* [Passage provided]:
In the Ubuntu and Windows 11 cases, I can have different files whose names only differ by normalization.

(On macOS, with its older HFS+, the filename is coerced to NFD, independently of the string given to the open function.)

The default situation for APFS on macOS is that it is (a) insensitive to both normalization and case, and (b) preserves both. This is my experience. The only reasonably official documentation I was able to find quickly is https://developer.apple.com/library/archive/documentation/FileManagement/Conceptual/APFS_Guide/FAQ/FAQ.html That document is an old one, which says it is "retired". But its statements about normalization-insensitivity match my current experience. That's for macOS. I remember reading about a different situation on iOS, but I've no experience, and I think it is irrelevant here.

jccollins commented 2 months ago

It's definitely possible to fix the problem. Existence proofs:

  1. All of the *tex programs in TeXLive that I've used preserve normalization between input and output files: E.g., the base name of the .log, .aux, etc files is exactly the same as that of the main .tex file (including normalization).

* [Information shown]:

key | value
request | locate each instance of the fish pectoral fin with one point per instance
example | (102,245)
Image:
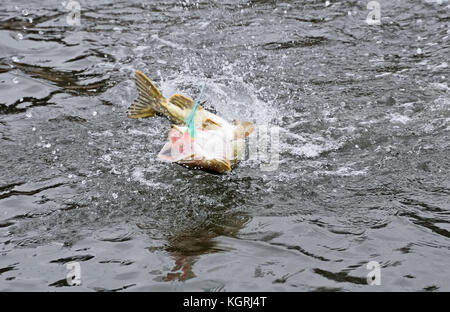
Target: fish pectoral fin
(140,109)
(148,98)
(182,101)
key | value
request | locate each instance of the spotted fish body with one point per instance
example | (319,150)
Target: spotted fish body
(217,145)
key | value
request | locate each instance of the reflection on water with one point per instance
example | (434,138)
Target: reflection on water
(364,121)
(188,246)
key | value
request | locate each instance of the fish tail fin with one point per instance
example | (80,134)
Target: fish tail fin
(149,99)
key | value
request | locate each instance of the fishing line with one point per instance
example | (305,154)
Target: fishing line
(190,121)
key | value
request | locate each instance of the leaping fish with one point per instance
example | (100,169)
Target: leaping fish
(198,139)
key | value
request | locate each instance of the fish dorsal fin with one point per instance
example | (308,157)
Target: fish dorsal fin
(182,101)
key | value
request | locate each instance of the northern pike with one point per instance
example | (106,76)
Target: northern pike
(198,139)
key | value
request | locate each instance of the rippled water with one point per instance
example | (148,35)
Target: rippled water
(364,113)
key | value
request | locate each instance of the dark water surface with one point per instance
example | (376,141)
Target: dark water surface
(364,113)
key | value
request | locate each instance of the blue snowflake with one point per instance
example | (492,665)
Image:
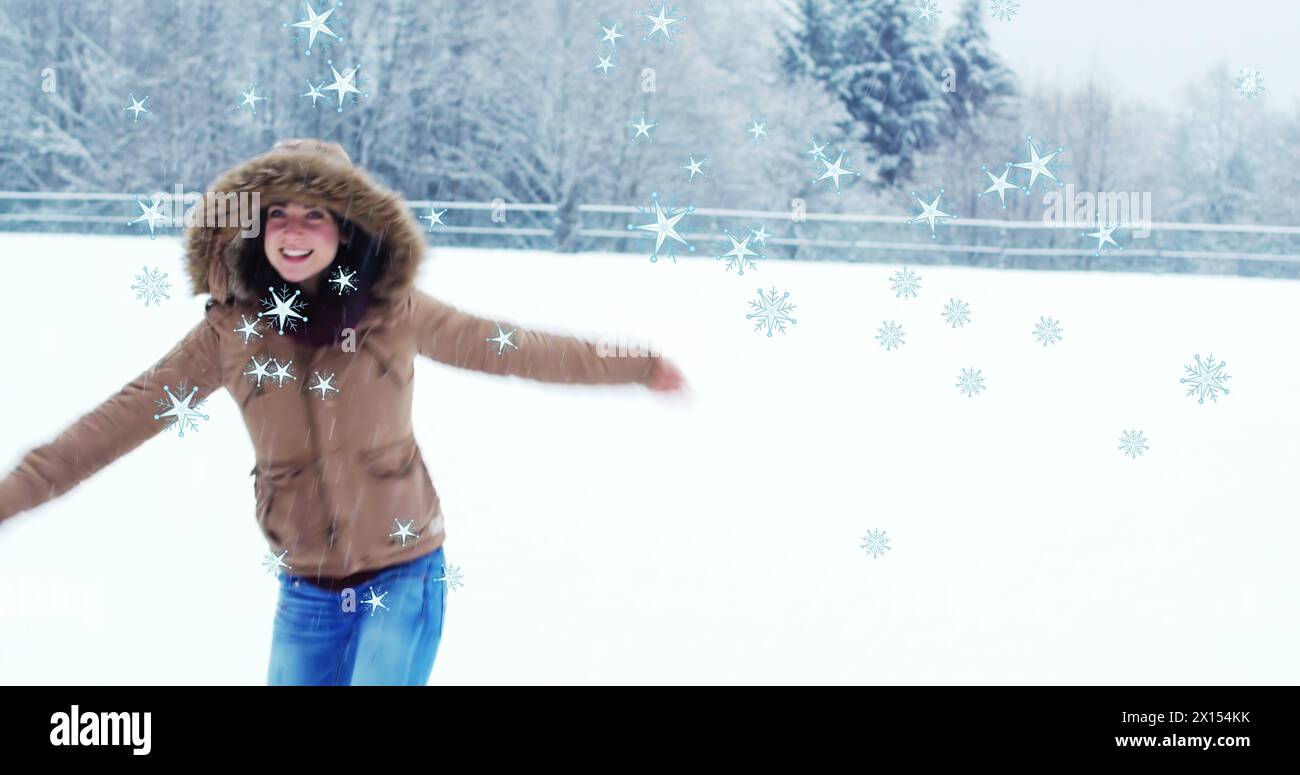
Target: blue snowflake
(1041,164)
(876,544)
(889,336)
(930,212)
(957,312)
(1000,185)
(1104,237)
(771,311)
(1249,82)
(316,25)
(663,226)
(151,286)
(740,255)
(1004,9)
(970,381)
(662,24)
(1207,379)
(1047,330)
(905,284)
(178,412)
(833,170)
(1132,444)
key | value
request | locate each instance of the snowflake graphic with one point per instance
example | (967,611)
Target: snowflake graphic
(401,532)
(1004,9)
(927,11)
(1104,237)
(250,98)
(930,212)
(375,601)
(1249,82)
(1039,164)
(771,311)
(889,336)
(662,24)
(345,85)
(453,576)
(664,226)
(137,107)
(324,382)
(284,308)
(151,286)
(970,381)
(957,312)
(833,170)
(1047,330)
(180,414)
(905,284)
(151,215)
(739,255)
(343,280)
(1132,444)
(316,25)
(876,544)
(1205,379)
(272,563)
(502,340)
(248,328)
(1000,185)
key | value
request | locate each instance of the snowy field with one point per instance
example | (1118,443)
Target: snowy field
(607,535)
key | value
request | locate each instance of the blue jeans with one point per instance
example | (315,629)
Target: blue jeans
(319,643)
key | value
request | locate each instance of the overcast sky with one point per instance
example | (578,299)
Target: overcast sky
(1151,50)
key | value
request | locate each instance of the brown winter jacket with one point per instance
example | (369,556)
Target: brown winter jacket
(333,475)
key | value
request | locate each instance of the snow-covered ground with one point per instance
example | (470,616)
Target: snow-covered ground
(609,535)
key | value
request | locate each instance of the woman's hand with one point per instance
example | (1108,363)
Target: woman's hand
(666,377)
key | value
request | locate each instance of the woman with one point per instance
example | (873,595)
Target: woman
(313,327)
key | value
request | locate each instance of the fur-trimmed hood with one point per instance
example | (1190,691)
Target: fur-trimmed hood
(312,172)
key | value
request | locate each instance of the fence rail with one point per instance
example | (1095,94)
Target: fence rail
(1222,249)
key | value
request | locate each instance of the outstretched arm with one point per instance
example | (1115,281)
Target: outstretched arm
(115,427)
(462,340)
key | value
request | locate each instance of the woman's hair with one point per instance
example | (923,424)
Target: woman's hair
(328,314)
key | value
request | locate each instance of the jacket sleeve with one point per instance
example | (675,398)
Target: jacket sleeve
(454,337)
(115,427)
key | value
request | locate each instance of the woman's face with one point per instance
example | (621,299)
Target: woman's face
(300,241)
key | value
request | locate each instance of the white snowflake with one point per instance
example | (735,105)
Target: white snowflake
(1205,379)
(970,381)
(453,576)
(180,414)
(663,24)
(1249,82)
(1047,330)
(905,284)
(771,311)
(502,340)
(957,312)
(151,286)
(930,212)
(664,226)
(401,532)
(343,280)
(375,601)
(740,254)
(324,382)
(272,563)
(1004,9)
(875,542)
(284,308)
(315,25)
(1132,444)
(891,336)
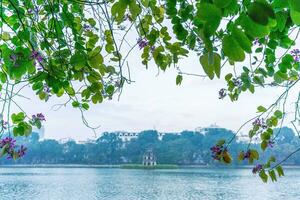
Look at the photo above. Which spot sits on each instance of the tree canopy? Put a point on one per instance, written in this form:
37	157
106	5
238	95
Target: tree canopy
78	49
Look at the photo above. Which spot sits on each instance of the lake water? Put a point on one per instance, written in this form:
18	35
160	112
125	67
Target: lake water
124	184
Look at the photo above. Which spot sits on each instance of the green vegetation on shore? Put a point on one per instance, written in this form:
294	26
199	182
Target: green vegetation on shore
187	148
138	166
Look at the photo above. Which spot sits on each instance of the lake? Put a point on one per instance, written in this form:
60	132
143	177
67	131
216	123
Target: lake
125	184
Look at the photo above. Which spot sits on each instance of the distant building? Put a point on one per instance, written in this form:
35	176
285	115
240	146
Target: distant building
149	159
126	136
65	140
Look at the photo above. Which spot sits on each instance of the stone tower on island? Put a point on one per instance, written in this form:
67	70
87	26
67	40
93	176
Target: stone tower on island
149	159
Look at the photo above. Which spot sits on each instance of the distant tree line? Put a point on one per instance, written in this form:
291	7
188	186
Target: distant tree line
185	148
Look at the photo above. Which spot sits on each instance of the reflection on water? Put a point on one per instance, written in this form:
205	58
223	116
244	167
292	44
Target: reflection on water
122	184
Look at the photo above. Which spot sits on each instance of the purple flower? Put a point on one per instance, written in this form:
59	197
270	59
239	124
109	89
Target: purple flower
22	151
271	144
13	57
247	154
237	82
256	41
152	48
8	145
39	117
217	151
87	27
35	55
29	11
222	93
142	43
4	124
260	122
257	168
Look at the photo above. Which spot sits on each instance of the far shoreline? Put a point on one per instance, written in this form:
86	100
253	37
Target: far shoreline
121	166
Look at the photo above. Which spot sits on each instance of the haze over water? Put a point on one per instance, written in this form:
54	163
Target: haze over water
122	184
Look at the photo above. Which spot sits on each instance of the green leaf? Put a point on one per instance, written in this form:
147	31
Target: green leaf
260	12
232	49
222	3
221	142
110	90
295	15
264	145
254	154
211	16
261	109
278	114
294	5
211	64
17	118
242	39
253	29
78	60
263	176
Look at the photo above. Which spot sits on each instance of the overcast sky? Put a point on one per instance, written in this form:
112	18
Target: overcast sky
154	102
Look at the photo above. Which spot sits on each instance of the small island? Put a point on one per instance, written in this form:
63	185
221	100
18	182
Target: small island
149	162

* [Problems to solve]:
A. Return the stretch of the filename normalization thread from "It's definitely possible" through "file (including normalization).", copied word for word.
B. In the filename normalization thread, to what normalization form does macOS with HFS+ coerce filenames?

* [Solutions to each task]:
A.
It's definitely possible to fix the problem. Existence proofs:

  1. All of the *tex programs in TeXLive that I've used preserve normalization between input and output files: E.g., the base name of the .log, .aux, etc files is exactly the same as that of the main .tex file (including normalization).

B. NFD